-- What you have to do --
Output each of the lines below word for word, leaving every character unchanged.
-- start Material for this task --
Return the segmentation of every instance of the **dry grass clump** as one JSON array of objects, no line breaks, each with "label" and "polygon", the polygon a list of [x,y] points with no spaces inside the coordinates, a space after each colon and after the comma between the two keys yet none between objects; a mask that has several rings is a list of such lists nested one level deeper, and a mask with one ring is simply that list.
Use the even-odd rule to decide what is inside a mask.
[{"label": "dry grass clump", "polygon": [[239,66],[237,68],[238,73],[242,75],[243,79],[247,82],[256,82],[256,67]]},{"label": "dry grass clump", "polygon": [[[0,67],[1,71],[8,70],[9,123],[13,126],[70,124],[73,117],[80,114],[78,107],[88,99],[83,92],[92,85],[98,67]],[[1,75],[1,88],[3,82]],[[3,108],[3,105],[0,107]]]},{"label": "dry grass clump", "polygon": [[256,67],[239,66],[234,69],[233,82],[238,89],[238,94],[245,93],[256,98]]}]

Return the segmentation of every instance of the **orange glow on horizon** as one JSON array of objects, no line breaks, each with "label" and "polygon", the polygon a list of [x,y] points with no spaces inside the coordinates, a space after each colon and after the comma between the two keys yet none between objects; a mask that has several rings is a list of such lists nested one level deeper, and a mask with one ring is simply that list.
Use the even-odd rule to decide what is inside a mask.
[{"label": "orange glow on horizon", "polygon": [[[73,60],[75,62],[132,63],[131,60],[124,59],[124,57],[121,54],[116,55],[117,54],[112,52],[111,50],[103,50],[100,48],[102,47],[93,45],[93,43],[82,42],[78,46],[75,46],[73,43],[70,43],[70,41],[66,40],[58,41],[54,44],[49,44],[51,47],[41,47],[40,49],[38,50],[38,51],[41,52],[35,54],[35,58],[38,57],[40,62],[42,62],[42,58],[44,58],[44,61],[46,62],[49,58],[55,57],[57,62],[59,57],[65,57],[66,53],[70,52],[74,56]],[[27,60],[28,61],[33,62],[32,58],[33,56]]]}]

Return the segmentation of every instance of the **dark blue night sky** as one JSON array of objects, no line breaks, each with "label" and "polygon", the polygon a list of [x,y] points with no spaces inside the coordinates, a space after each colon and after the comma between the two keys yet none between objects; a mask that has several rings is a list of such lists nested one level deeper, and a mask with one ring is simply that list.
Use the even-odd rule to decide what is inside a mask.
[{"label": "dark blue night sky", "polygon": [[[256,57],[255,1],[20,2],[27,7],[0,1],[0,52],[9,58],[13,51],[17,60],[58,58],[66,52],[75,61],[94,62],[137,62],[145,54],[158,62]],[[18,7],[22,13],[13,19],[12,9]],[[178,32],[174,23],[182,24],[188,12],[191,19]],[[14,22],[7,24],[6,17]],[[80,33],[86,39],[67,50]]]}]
-- end Material for this task --
-- Full output --
Return the segmentation of every instance of the **dry grass clump** as one JSON array of objects, no line breaks, each with "label" and "polygon", the polygon a list of [x,y] points with no spaces inside the coordinates, a space after each colon and after the comma between the two keys yet none between objects; a mask that has several rings is a list of such lists nested one level deeper, and a mask with one ring is simply that list.
Use the even-odd rule to decide what is inside a mask.
[{"label": "dry grass clump", "polygon": [[239,66],[237,68],[238,73],[242,75],[243,79],[247,82],[256,82],[256,67]]},{"label": "dry grass clump", "polygon": [[[0,67],[1,71],[8,70],[9,123],[13,126],[70,124],[73,117],[80,114],[78,107],[88,99],[83,92],[92,85],[98,67]],[[1,75],[1,88],[3,82]],[[3,108],[3,105],[0,107]]]},{"label": "dry grass clump", "polygon": [[256,67],[239,66],[234,69],[233,82],[238,89],[238,94],[245,93],[256,98]]}]

Return the segmentation of every instance of the **orange glow on horizon** as one JSON array of objects, no line breaks, each with "label" and "polygon", the polygon a list of [x,y] points with no spaces inside the coordinates, a space after each colon and after the comma between the two keys yet none between objects; a mask that has several rings is a list of such lists nested one level deeper, and a mask with one ring is simply that list.
Use the even-odd rule to decide what is inside a mask.
[{"label": "orange glow on horizon", "polygon": [[[73,60],[75,62],[132,63],[131,60],[124,59],[124,57],[121,54],[116,55],[117,54],[112,52],[111,50],[103,50],[100,48],[102,47],[93,45],[93,43],[82,42],[78,46],[75,46],[73,43],[70,43],[70,41],[66,40],[58,41],[54,44],[49,44],[51,47],[41,47],[40,49],[38,50],[38,51],[41,52],[35,54],[35,58],[38,57],[40,62],[42,62],[42,58],[44,58],[44,61],[46,62],[49,58],[55,57],[57,62],[59,57],[65,57],[66,53],[70,52],[74,56]],[[27,60],[28,61],[33,62],[32,58],[33,56]]]}]

Return the segmentation of every instance of the **dark blue night sky** as one JSON array of objects, no line breaks, each with "label" and "polygon", the polygon a list of [x,y] points with no spaces inside the coordinates, a space after each colon and after the comma between the two keys yet none between objects; a mask that has several rings is a list of such lists nested one level deeper, and a mask with one ring is simply that list.
Use the even-odd rule to decide what is inside a mask.
[{"label": "dark blue night sky", "polygon": [[[256,57],[255,1],[20,2],[27,7],[0,1],[0,52],[9,58],[13,51],[17,60],[58,58],[66,52],[75,61],[94,62],[137,62],[145,54],[158,62]],[[18,7],[22,13],[13,19],[12,9]],[[178,32],[174,23],[182,24],[188,12],[191,19]],[[14,22],[7,24],[6,17]],[[80,33],[86,39],[67,50]]]}]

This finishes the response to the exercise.